◆ Short problem
Write the entries out again exactly as they stand, but without the pictures.

◆ ◆ ◆ ◆ ◆

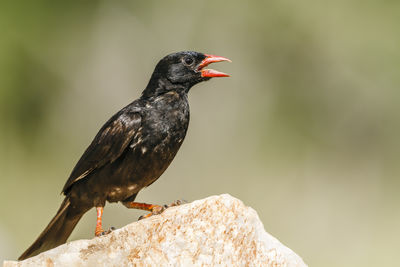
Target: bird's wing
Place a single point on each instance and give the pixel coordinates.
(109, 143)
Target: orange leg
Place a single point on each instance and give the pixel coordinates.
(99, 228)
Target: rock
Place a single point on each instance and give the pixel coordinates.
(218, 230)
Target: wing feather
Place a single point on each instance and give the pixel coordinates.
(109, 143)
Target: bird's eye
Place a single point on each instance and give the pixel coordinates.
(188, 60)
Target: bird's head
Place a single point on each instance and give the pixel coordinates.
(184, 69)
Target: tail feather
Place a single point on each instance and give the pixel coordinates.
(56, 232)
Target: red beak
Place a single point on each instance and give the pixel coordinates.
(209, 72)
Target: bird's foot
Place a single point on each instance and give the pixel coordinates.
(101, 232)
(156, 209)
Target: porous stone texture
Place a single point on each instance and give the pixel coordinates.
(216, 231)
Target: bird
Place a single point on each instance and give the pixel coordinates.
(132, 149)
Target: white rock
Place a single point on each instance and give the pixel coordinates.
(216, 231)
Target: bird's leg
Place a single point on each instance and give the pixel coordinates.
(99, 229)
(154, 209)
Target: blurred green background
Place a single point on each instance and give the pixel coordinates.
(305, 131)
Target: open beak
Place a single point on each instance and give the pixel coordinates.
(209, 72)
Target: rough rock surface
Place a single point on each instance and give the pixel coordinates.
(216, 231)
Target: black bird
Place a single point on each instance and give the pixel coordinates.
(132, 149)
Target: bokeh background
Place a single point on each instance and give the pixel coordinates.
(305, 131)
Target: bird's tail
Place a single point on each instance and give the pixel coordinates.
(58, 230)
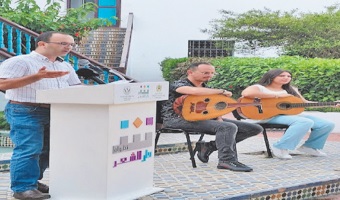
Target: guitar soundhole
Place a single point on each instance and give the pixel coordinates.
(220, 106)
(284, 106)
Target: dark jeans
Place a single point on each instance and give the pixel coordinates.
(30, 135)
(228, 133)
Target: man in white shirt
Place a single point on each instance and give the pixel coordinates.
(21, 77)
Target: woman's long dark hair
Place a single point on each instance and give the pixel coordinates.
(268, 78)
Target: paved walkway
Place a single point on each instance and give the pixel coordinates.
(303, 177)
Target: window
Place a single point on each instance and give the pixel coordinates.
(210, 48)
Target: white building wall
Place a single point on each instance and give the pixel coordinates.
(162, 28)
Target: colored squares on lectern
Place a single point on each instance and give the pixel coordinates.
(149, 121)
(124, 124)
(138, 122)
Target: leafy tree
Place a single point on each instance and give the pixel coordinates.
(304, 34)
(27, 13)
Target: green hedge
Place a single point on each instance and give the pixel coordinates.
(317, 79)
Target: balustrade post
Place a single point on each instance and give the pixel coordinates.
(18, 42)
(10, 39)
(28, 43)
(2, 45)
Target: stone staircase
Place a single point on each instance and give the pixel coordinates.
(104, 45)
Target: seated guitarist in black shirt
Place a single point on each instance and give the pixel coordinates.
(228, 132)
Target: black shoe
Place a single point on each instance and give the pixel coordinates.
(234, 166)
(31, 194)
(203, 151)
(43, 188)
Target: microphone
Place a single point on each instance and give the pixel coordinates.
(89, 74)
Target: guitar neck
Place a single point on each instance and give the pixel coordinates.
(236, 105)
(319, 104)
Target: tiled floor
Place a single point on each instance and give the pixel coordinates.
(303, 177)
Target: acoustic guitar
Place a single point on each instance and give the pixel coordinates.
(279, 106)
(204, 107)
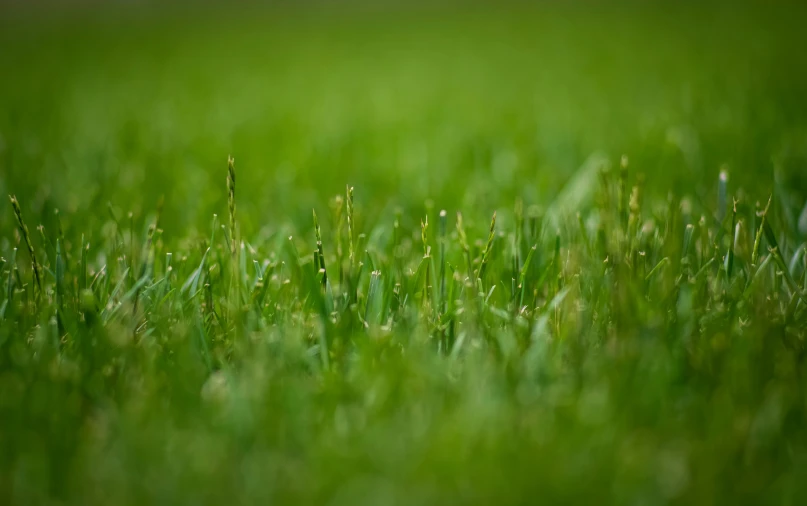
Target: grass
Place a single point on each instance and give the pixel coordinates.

◆ ◆ ◆ ◆ ◆

◆ Exercise solution
Target: bird's wing
Place a single point on each instance and give the pixel coordinates.
(109, 143)
Target: orange leg
Place a single point on each instance and give the pixel coordinates.
(99, 228)
Target: rock
Place a single point on each instance and give the pixel coordinates.
(218, 230)
Target: wing feather
Place a single point on each instance and give the pixel coordinates.
(109, 143)
Target: bird's eye
Place a single point on each instance and give the pixel coordinates.
(188, 60)
Target: bird's head
Place a single point on each instance and give the pixel coordinates.
(184, 69)
Target: tail feather
Place a single point on each instance and give the pixel coordinates.
(56, 232)
Target: red beak
Place a single point on each instance and give the pixel coordinates.
(209, 72)
Target: bird's foot
Place a single point on each instance and give the pixel coordinates.
(101, 232)
(156, 209)
Target: porous stone texture
Place a single point on each instance and give the pixel coordinates.
(216, 231)
Target: bird
Place a single point on each instance and give the pixel coordinates.
(132, 149)
Target: white rock
Place a single point on each instance and give the pixel coordinates.
(216, 231)
Target: bird's leg
Place a single point on each instance and give the pixel coordinates.
(99, 229)
(154, 209)
Target: blurred green background
Place a single point on each instance and give the pixel coordinates.
(305, 131)
Target: open beak
Place a single point on each instance and give the pixel coordinates.
(209, 72)
Target: rough rock surface
Place a single point on each instance and give the pixel coordinates.
(216, 231)
Target: black bird
Place a single point on each instance and give the pixel coordinates.
(132, 149)
Target: bokeh background
Place a single point on each instance and give the pixel coordinates.
(305, 131)
Target: bird's tail
Place a single point on each instance and give the pixel coordinates.
(58, 230)
Target: guitar soundhole
Place a single point on each instance and give the pixel coordinates.
(220, 106)
(284, 106)
Target: dark jeans
Place a single point on each instance and give the pixel coordinates.
(30, 135)
(228, 133)
Target: man in white shirt
Place a single point on each instance and give the pixel coordinates.
(21, 77)
Target: woman's long dark hair
Place a single point on each instance and give the pixel coordinates.
(268, 78)
Target: paved walkway
Place a single point on each instance and give the pixel coordinates.
(303, 177)
Target: window
Place a single point on each instance and give the pixel coordinates.
(210, 48)
Target: white building wall
Place a single point on each instance and give the pixel coordinates.
(162, 28)
Target: colored squares on lectern
Place a single point on each instance and give the pixel coordinates.
(149, 121)
(124, 124)
(138, 122)
Target: leafy tree
Place a single point on each instance and give the pixel coordinates.
(304, 34)
(27, 13)
Target: green hedge
Place a single point on each instance and give the pixel coordinates.
(317, 79)
Target: balustrade post
Place a single point on each instance and give the pixel coordinates.
(18, 42)
(10, 39)
(28, 43)
(2, 45)
Target: stone staircase
Place a single point on each instance and give the pixel coordinates.
(104, 45)
Target: seated guitarist in black shirt
Place a single point on each instance and give the pixel coordinates.
(228, 132)
Target: black shoe
Place a single point on each instance and give the pixel coordinates.
(234, 166)
(31, 194)
(203, 151)
(43, 188)
Target: microphone
Place a single point on each instance and give the pixel coordinates.
(89, 74)
Target: guitar neck
Place a single point on each instance and give the pixel coordinates.
(236, 105)
(319, 104)
Target: tiled floor
Place a single point on each instance and give the pixel coordinates.
(303, 177)
Target: acoustic guitar
Place a single point on each instance and give the pixel coordinates.
(279, 106)
(204, 107)
Target: grass
Place a single point on each instance and give the pixel coordinates.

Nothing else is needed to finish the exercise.